→ TASKS
**1.** According to the essay on the Blackstone ratio, what former job did roadside fruit stand operator Thomas Berry Bruce hold?
**2.** Reproduce the essay on the Blackstone ratio word for word, beginning at the words "Better That Ten Guilty Men…" and stopping after "in criminal law.".

→ SOURCE DOCUMENT
Better That Ten Guilty Men…
Alexander Volokh
in BEYOND A REASONABLE DOUBT (Larry King ed., 2006)
“Better that ten guilty persons escape, than that one innocent suffer,” said
English jurist William Blackstone. The ratio 10:1, now known as the “Blackstone
ratio,” expresses the classic Anglo-American ideas of the presumption of
innocence and (insofar as the statement speaks of “guilt,” “conviction,”
“imprisonment,” and the like) the burden of proof “beyond a reasonable doubt”
that prevails in criminal law.
But why ten? Other eminent legal authorities through the ages have put
their weight behind other numbers. “One” has appeared on Geraldo. “It’s better
for four guilty men to go free than one innocent man to be imprisoned,” says
basketball coach George Raveling. However, “it’s better to turn five guilty men
loose than it is to convict one innocent one,” according to Mississippi’s former
state executioner, roadside fruit stand operator Thomas Berry Bruce, who ought to
know. “It is better to let nine guilty men free than to convict one innocent man,”

→ RECORD LIST
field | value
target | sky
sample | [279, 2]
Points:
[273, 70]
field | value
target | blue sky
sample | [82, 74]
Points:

→ SOLUTIONS FOR EACH TASK
**1.** Mississippi's state executioner

**2.**
Better That Ten Guilty Men…
Alexander Volokh
in BEYOND A REASONABLE DOUBT (Larry King ed., 2006)
“Better that ten guilty persons escape, than that one innocent suffer,” said
English jurist William Blackstone. The ratio 10:1, now known as the “Blackstone
ratio,” expresses the classic Anglo-American ideas of the presumption of
innocence and (insofar as the statement speaks of “guilt,” “conviction,”
“imprisonment,” and the like) the burden of proof “beyond a reasonable doubt”
that prevails in criminal law.